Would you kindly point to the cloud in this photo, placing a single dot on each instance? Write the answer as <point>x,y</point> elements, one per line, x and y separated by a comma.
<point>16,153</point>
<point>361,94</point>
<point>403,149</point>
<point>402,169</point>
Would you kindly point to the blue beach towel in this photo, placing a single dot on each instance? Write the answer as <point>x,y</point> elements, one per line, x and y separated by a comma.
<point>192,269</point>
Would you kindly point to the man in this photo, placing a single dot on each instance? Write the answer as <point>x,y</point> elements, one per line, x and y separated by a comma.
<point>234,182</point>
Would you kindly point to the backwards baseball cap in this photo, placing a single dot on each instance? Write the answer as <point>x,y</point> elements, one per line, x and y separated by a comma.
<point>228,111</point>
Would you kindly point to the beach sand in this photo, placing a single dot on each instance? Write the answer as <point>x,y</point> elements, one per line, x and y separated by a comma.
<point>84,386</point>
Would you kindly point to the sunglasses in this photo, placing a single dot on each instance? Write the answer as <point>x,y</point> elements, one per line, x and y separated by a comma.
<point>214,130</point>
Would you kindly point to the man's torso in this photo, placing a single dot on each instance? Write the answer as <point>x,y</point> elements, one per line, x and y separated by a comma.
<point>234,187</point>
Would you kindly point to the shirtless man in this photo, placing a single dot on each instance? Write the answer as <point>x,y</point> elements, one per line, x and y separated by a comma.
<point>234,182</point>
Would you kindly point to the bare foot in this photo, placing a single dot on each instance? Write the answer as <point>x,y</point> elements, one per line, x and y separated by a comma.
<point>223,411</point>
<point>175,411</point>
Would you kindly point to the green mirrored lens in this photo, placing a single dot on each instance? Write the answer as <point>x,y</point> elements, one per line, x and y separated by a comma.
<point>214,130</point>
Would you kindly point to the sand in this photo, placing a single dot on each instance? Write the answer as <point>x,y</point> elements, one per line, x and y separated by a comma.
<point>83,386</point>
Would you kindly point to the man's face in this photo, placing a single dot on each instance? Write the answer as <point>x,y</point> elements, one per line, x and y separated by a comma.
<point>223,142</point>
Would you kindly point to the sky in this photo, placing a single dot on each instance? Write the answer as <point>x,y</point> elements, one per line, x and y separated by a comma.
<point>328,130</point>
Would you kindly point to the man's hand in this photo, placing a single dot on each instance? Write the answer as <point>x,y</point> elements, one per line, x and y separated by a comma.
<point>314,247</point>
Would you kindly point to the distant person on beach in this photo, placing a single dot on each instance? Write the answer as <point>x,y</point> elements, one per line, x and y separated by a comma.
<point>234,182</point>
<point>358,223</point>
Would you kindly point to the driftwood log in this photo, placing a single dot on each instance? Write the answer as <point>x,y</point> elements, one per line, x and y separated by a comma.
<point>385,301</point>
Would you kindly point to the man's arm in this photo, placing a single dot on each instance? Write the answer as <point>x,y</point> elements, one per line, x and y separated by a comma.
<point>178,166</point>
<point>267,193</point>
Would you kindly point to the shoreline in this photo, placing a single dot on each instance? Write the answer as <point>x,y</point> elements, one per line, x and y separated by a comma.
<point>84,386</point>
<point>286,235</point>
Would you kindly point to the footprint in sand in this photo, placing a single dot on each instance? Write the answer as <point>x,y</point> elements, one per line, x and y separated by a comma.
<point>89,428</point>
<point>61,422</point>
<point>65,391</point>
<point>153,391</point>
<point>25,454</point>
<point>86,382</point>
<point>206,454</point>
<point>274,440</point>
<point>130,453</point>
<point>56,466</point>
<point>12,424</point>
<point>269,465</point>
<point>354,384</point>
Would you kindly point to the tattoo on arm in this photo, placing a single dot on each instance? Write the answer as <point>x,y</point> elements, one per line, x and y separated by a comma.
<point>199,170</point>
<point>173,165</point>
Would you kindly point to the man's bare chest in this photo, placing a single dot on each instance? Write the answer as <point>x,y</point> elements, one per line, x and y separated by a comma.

● Short problem
Rewrite all of the entries above, swapping "Would you kindly" for "Could you please" wherever it occurs and leaving every other word unchanged.

● Solution
Could you please point to the cloud in this photo, placing a single dot on each instance? Write the answer as <point>x,y</point> elements, one per line, x and y separated by a comma.
<point>16,153</point>
<point>361,94</point>
<point>403,149</point>
<point>402,169</point>
Could you please point to the blue beach towel in this photo, placing a single dot on each instance? Write the answer as <point>x,y</point> elements, one per line, x and y separated by a comma.
<point>192,269</point>
Could you please point to the man in this photo, placing a single dot on each instance? Write the answer as <point>x,y</point> elements, one per line, x and y separated by a comma.
<point>234,182</point>
Could you please point to the backwards baseball cap in this photo, placing a single dot on each instance? Write the answer as <point>x,y</point> elements, one per line, x and y separated by a comma.
<point>228,111</point>
Could you please point to the beach sand in this photo, placing a single dot on each instance? Write the answer as <point>x,y</point> elements, one per line, x and y separated by a comma.
<point>84,386</point>
Could you please point to the sunglasses in this photo, placing a single dot on each instance? Write the answer as <point>x,y</point> elements, one per line, x and y separated by a comma.
<point>214,130</point>
Could you please point to the man's torso in this photo, placing a single dot on each instance? Write the answer as <point>x,y</point> elements, one per line, x and y separated by a comma.
<point>234,187</point>
Could you please point to the shirtless man in this photo, placing a single dot on each instance? Write the answer as <point>x,y</point> elements, one per line, x and y separated by a comma.
<point>234,182</point>
Could you please point to the bare foot in this photo, placing a single dot on each instance? Write the answer as <point>x,y</point> elements, one per line, x and y separated by a comma.
<point>223,411</point>
<point>175,411</point>
Could you please point to the green mirrored lens in this photo, placing a single dot on each instance? Write the answer as <point>x,y</point> elements, one per line, x and y separated by a comma.
<point>214,130</point>
Could you please point to the sand in this photo, placing a single dot on each instance? Write the answer as <point>x,y</point> elements, one per line, x and y separated by a comma.
<point>83,386</point>
Could you please point to the man's face in this photo, placing a single dot on each instance? Write the answer as <point>x,y</point> elements, one per line, x and y separated by a comma.
<point>223,142</point>
Could you please point to the sky in this photo, placing a single dot on each instance? Write the answer as <point>x,y</point> elements, one per line, x and y separated by a comma.
<point>328,130</point>
Could you please point to the man's hand in this photo, placing a single dot on each instance? Write the answer as <point>x,y</point> elements, one per line, x and y separated by a comma.
<point>314,247</point>
Could you please point to the distant person on beach in this photo, placing a single dot on each instance? Write the answer as <point>x,y</point> elements, one per line, x and y separated by a comma.
<point>234,182</point>
<point>358,223</point>
Could you please point to the driftwood log in this photo, placing a single dot on each instance? Write the answer as <point>x,y</point> elements, one per line, x and y separated by a comma.
<point>385,301</point>
Could you please point to the man's arm in this photo, placing a single dot on each instance? Write the answer as <point>x,y</point> elements, one per line, x and y separated by a comma.
<point>178,166</point>
<point>267,193</point>
Could you please point to the shoreline in this photo, placing a single dot on each instance? Write the answer as <point>x,y</point> elements, one per line, x and y separated by a comma.
<point>84,386</point>
<point>286,235</point>
Could you please point to the footprint in sand in this photo, placing a single dot on each instance? Write the answer as <point>x,y</point> elements, one per line, x and y separated by a comma.
<point>89,428</point>
<point>61,422</point>
<point>65,391</point>
<point>153,391</point>
<point>25,454</point>
<point>86,382</point>
<point>206,454</point>
<point>274,440</point>
<point>130,453</point>
<point>56,466</point>
<point>12,424</point>
<point>269,465</point>
<point>354,384</point>
Could you please point to the tattoo on arm in this photo, placing a single dot on each instance? Write the answer as <point>x,y</point> elements, one per line, x and y separated by a comma.
<point>199,170</point>
<point>173,165</point>
Could you please point to the man's bare chest in this photo, placing a single dot on each instance? Write the answer as <point>x,y</point> elements, one per line, x and y separated by a comma.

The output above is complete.